Extracted data entries
|---|
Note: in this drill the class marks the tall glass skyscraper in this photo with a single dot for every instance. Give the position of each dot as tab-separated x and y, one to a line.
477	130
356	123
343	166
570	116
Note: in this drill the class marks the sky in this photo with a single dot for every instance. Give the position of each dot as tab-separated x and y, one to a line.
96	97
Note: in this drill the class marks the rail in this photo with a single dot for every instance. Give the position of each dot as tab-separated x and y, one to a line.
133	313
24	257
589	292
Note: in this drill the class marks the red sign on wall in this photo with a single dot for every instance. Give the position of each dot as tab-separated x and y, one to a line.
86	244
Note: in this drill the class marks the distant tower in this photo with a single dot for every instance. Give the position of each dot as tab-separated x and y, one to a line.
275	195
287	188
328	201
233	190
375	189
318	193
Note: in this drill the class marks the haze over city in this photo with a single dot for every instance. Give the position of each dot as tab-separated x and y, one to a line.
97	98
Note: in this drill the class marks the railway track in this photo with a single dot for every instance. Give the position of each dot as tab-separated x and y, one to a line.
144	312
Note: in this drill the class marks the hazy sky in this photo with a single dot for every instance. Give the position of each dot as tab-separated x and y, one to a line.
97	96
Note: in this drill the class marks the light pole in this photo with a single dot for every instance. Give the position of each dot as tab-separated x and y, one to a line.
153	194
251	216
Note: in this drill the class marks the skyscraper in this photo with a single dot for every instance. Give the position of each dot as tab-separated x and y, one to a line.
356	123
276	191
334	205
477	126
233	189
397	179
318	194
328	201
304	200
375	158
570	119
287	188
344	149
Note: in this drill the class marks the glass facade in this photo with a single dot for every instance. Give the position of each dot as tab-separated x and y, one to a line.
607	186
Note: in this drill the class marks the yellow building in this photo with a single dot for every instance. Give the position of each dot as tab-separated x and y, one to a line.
|---|
■ **What to produce**
Give the material above again, word for word.

■ **Expected output**
Note: in this drill the class marks the tall glass skyscraper in this photo with a single dot for every instance. Give the position of each dot as tab-separated x and y, one to a line.
477	130
356	123
343	166
570	116
Note: in this drill the class marks the sky in this photo with a single dot for every instance. Give the position of each dot as tab-separated x and y, one to a line.
96	97
Note: in this drill the class marks the rail in this photo with a single dot for every instance. Give the position of each dot as tab-separated x and y, one to a line.
133	313
24	257
589	292
Note: in this drill the class marks the red sign on wall in this photo with a single dot for every instance. Give the position of each dot as tab-separated x and y, one to a line.
86	244
Note: in this drill the class marks the distant tower in this photo with a single dot for every instance. Give the position of each dot as tab-separated x and y, one to a line.
275	195
287	188
328	201
233	190
375	189
318	193
Note: in this drill the class marks the haze over city in this photo with a single dot for every instance. Give the position of each dot as tab-separated x and y, one to a line.
97	98
Note: in this drill the class marks the railway track in this photo with a single dot for every instance. Give the position of each dot as tab-separated x and y, one to a line.
144	312
Note: in this drill the class marks the hazy sky in this photo with a single dot for every instance. Give the position of each dot as tab-separated x and y, one to a line.
97	96
Note: in this drill the class marks the light pole in this photo with a single dot for every instance. Give the position of each dot as tab-separated x and y, one to a line.
153	194
251	216
Note: in this drill the class marks the skyscraper in this photo with a single dot for every instance. Give the position of each dot as tab-separated x and y, one to a line.
356	123
276	191
334	205
477	126
233	189
397	179
318	194
328	201
304	200
375	158
570	119
287	188
344	149
Note: in this drill the class marks the glass facade in this photo with a single dot for every instance. Give the position of each dot as tab-separated x and y, one to a line.
607	186
Note: in this drill the class marks the yellow building in this photo with a single dot for every instance. Give the position of each dot as tab-separated x and y, one to a line.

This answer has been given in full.